(Saved data entries)
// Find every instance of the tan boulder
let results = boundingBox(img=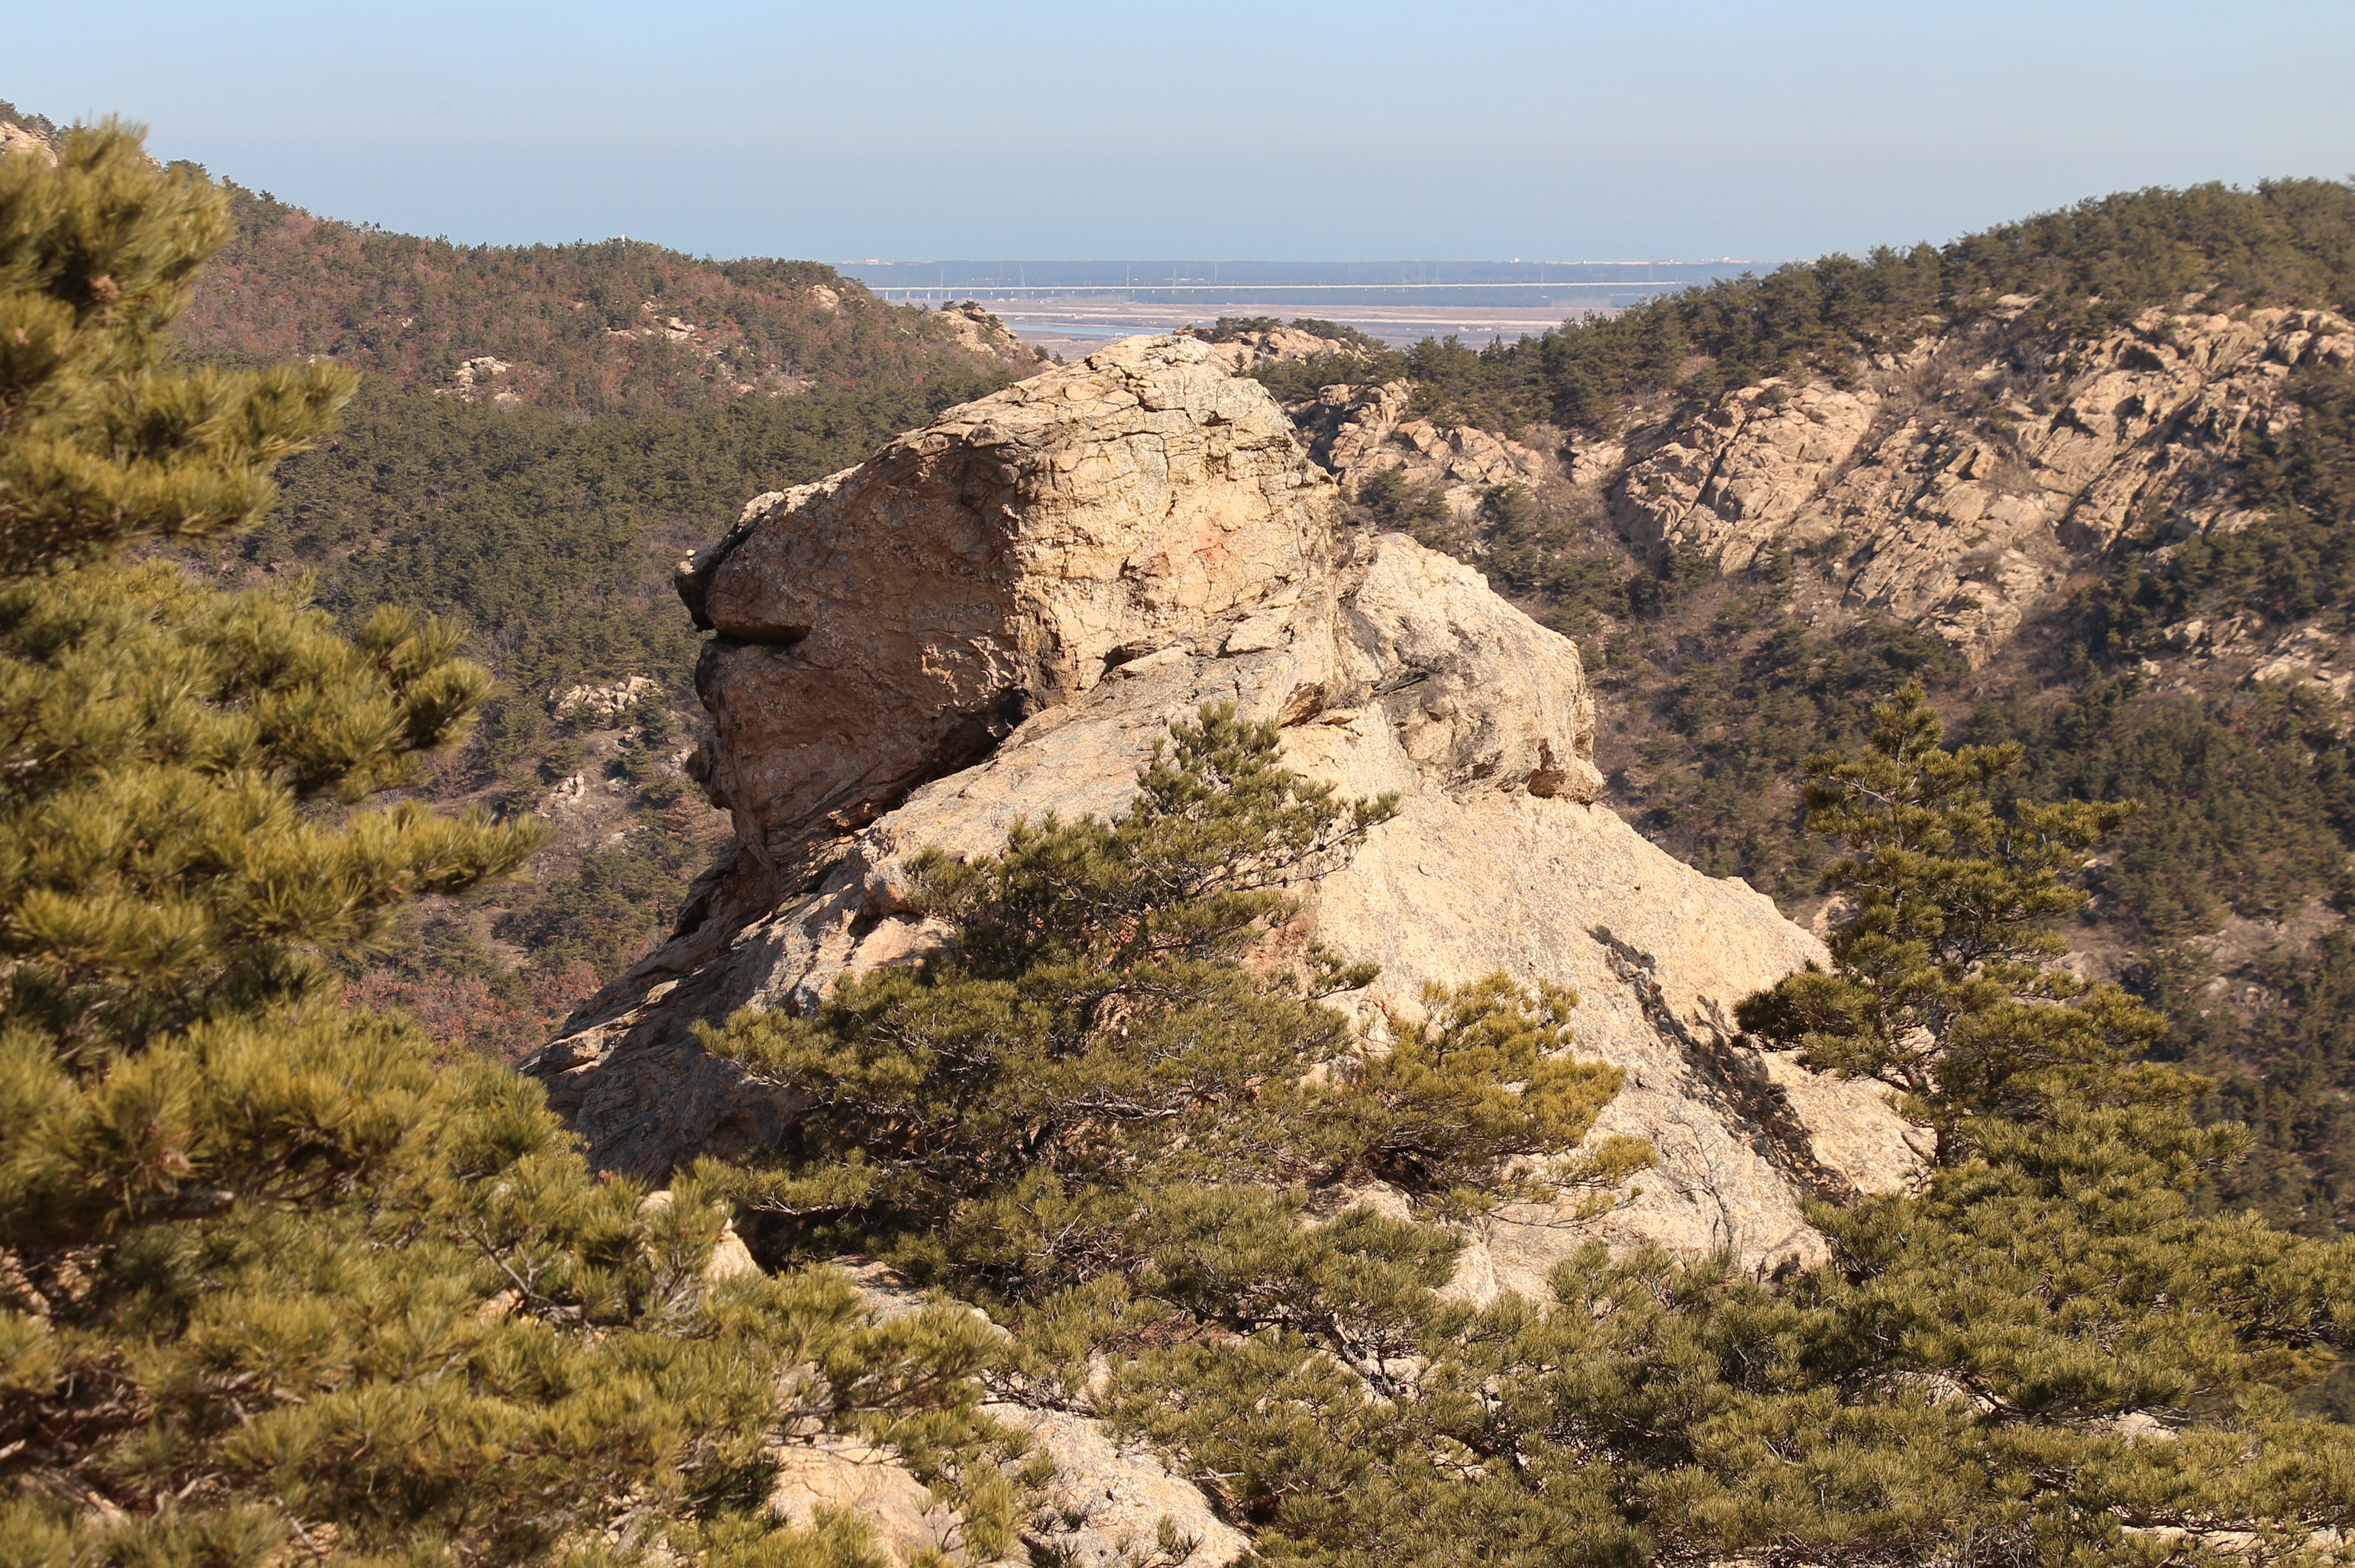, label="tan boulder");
[674,334,1336,874]
[769,1438,963,1564]
[987,1405,1249,1568]
[528,334,1915,1290]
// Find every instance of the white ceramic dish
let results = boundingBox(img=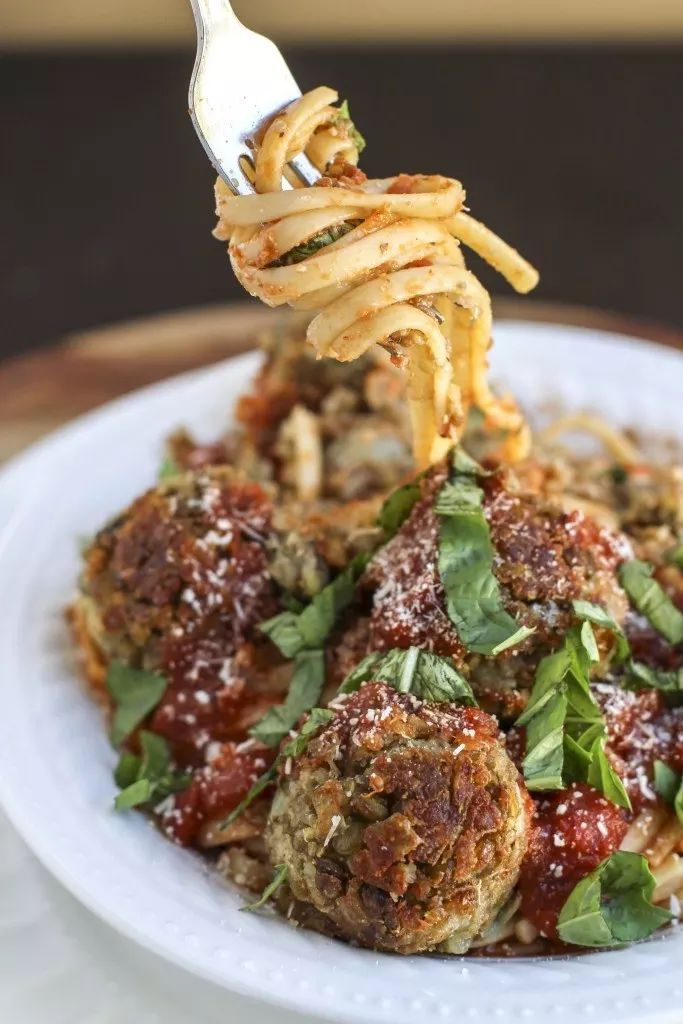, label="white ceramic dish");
[0,321,682,1024]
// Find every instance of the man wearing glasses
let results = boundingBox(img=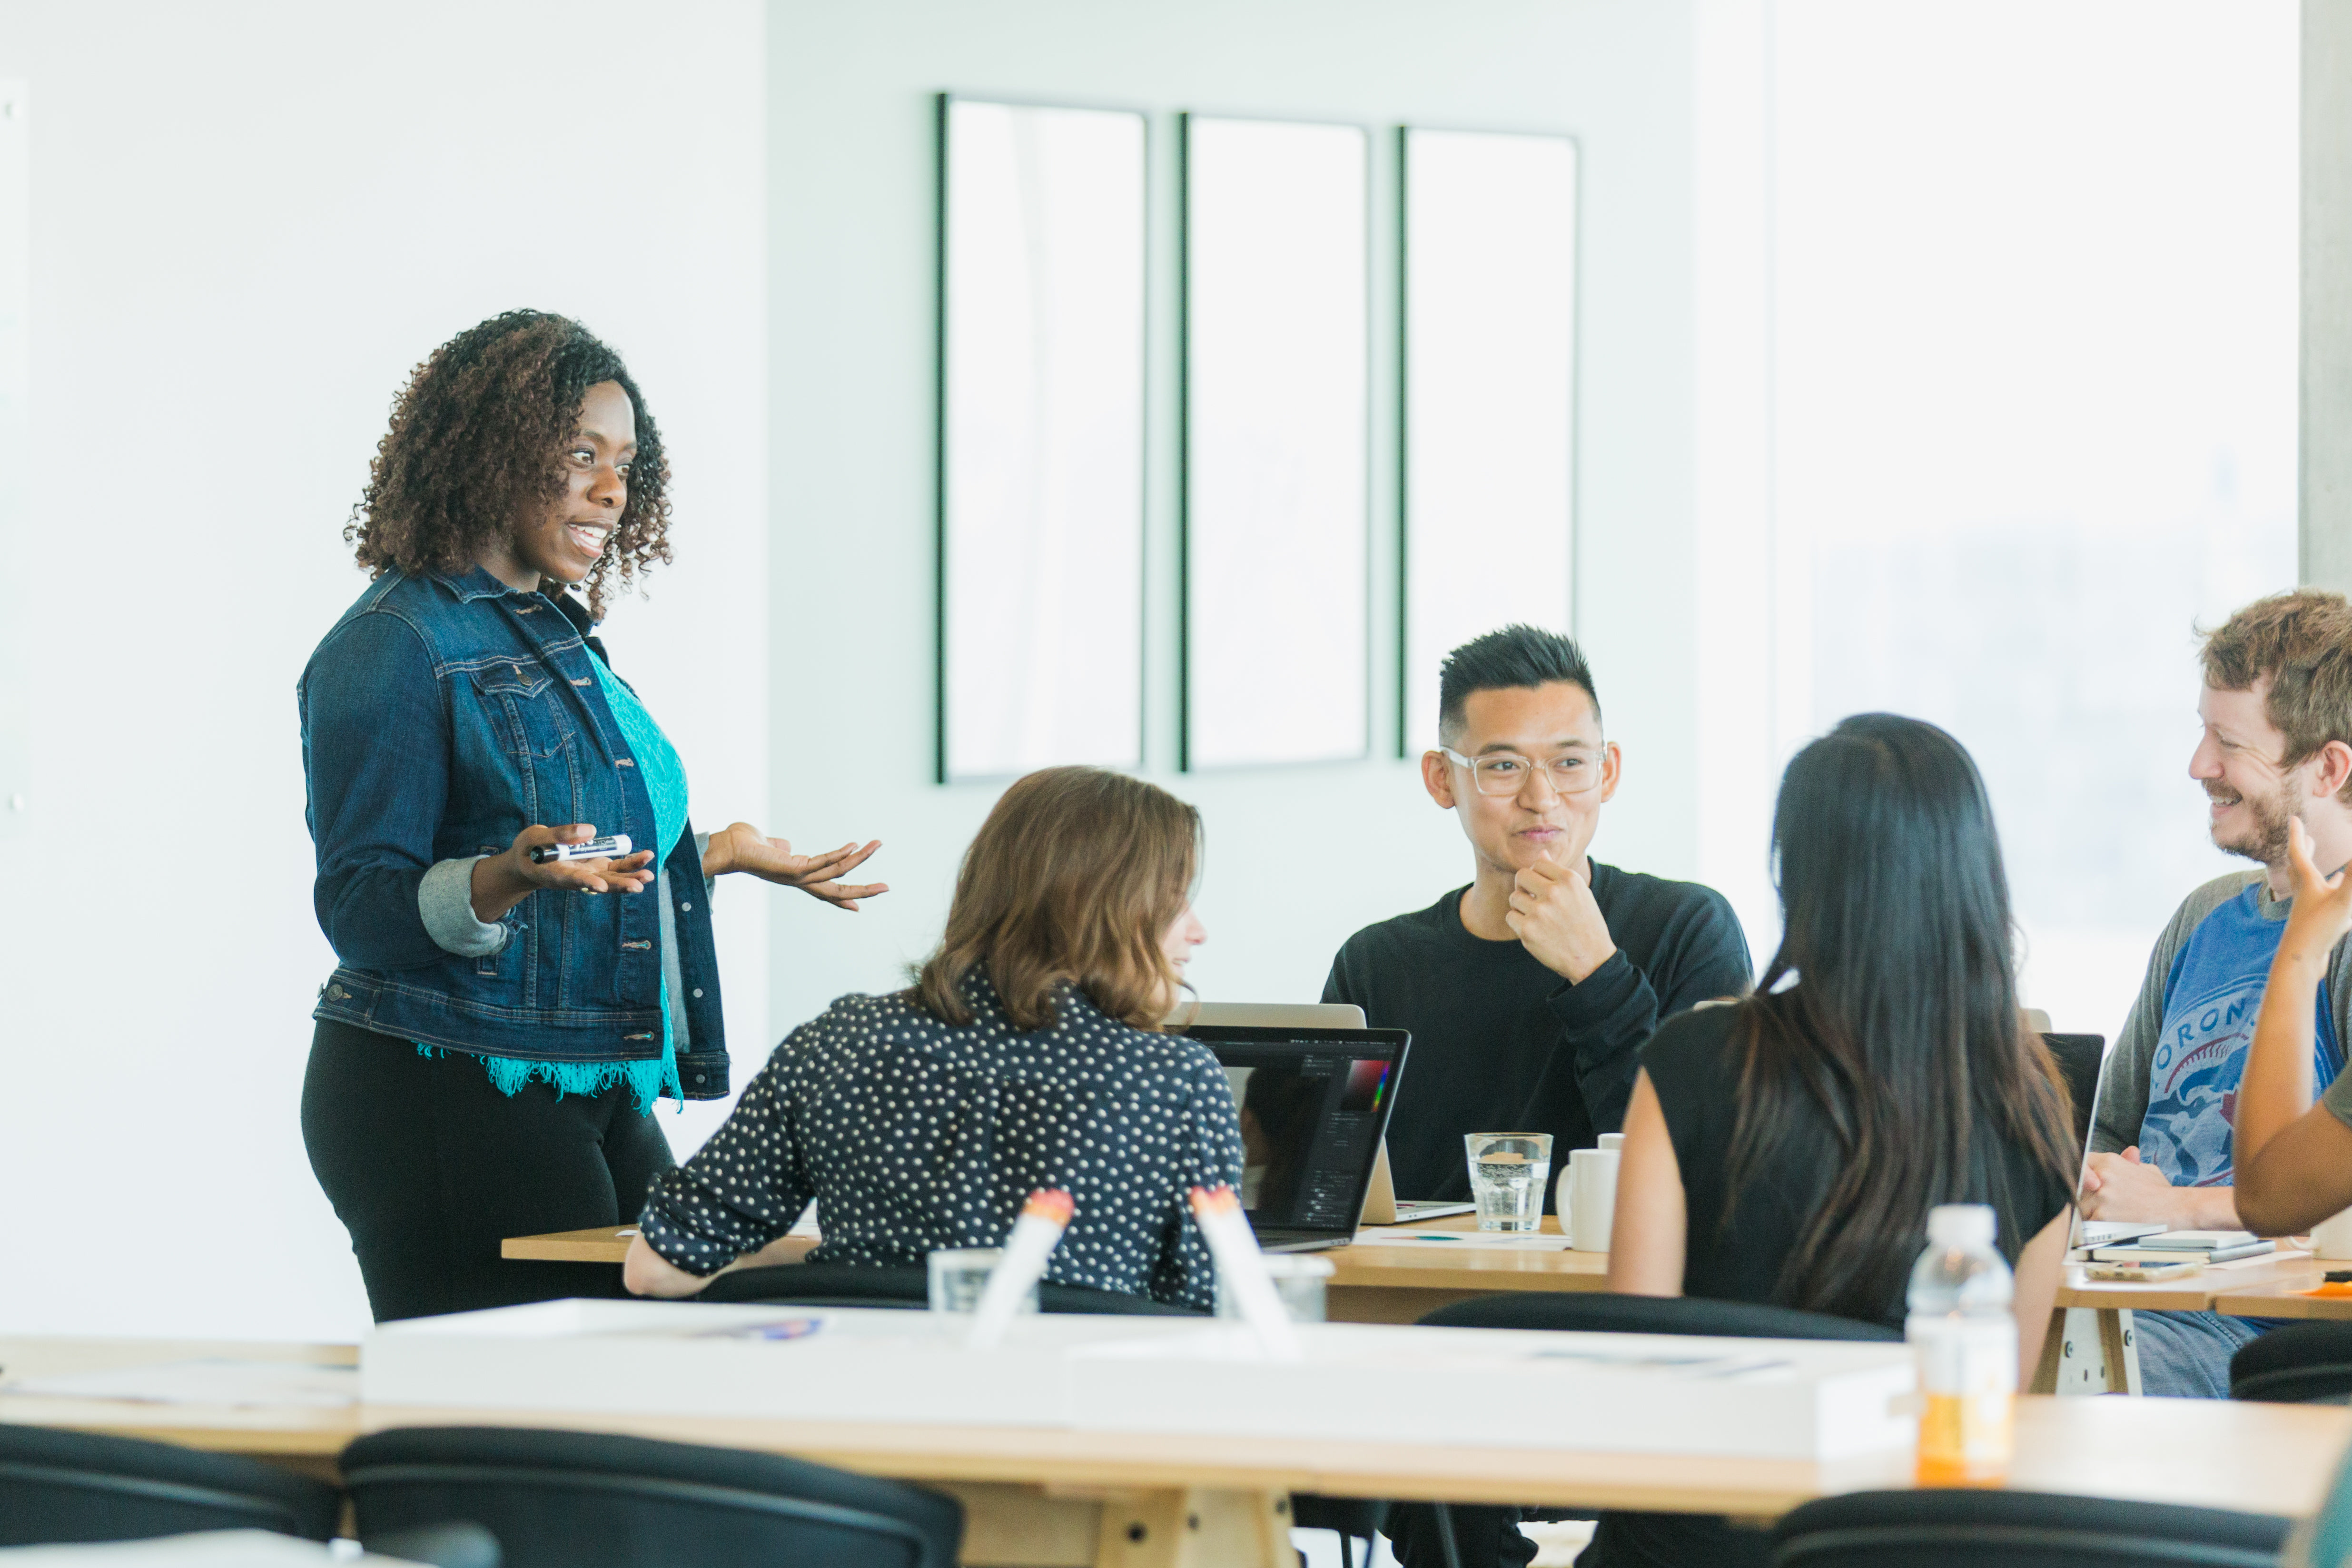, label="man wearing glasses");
[1323,624,1753,1206]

(WHAT THE TASK ASKS) Each line in the records above that contains the word "instance" must be copied.

(RESPONSE TO THE EXERCISE)
// Find every instance of the tan boulder
// Find every instance of the white ceramic dish
// Find every instance of the man wearing glasses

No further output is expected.